Text block Start Marker

Just shown the wife as I'm dropping (not so) subtle hints  

She like :thumb:


----------



## Sawel (Aug 5, 2016)

Andyblue said:


> Just shown the wife as I'm dropping (not so) subtle hints
> 
> She like :thumb:


You'll be smiling permanently!


----------



## Andyblue (Jun 20, 2017)

Sawel said:


> You'll be smiling permanently!


Oh I don't doubt it, have lusted after one since I first one on the road...

Certainly going to look when due for a change :thumb:


----------



## Sawel (Aug 5, 2016)

Andyblue said:


> Oh I don't doubt it, have lusted after one since I first one on the road...
> 
> Certainly going to look when due for a change :thumb:


Get one a couple of years old with low mileage - let the first owner take the hit with depreciation.


----------



## voon (Apr 28, 2010)

Text block End Marker
Stored data Start Marker

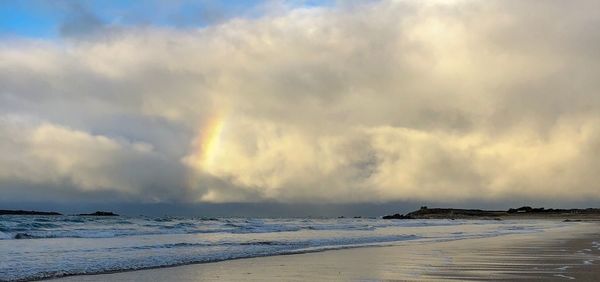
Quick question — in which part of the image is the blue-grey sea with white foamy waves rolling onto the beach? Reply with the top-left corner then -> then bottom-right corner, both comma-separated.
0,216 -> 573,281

Stored data End Marker

Work order 1:
Decide whether each statement agrees with the forum thread. Answer yes or no for each, and quote the words from the thread that decide it.
(a) Sawel recommends getting one that is a couple of years old with low mileage.
(b) Andyblue reports that his wife did not like what he showed her.
(c) Andyblue says he is certainly going to look when he is due for a change.
Work order 2: In the forum thread, who does Sawel say should take the hit with depreciation?

Exercise response 1:
(a) Yes: "Get one a couple of years old with low mileage"
(b) No: "She like :thumb:"
(c) Yes: "Certainly going to look when due for a change"

Exercise response 2: The first owner.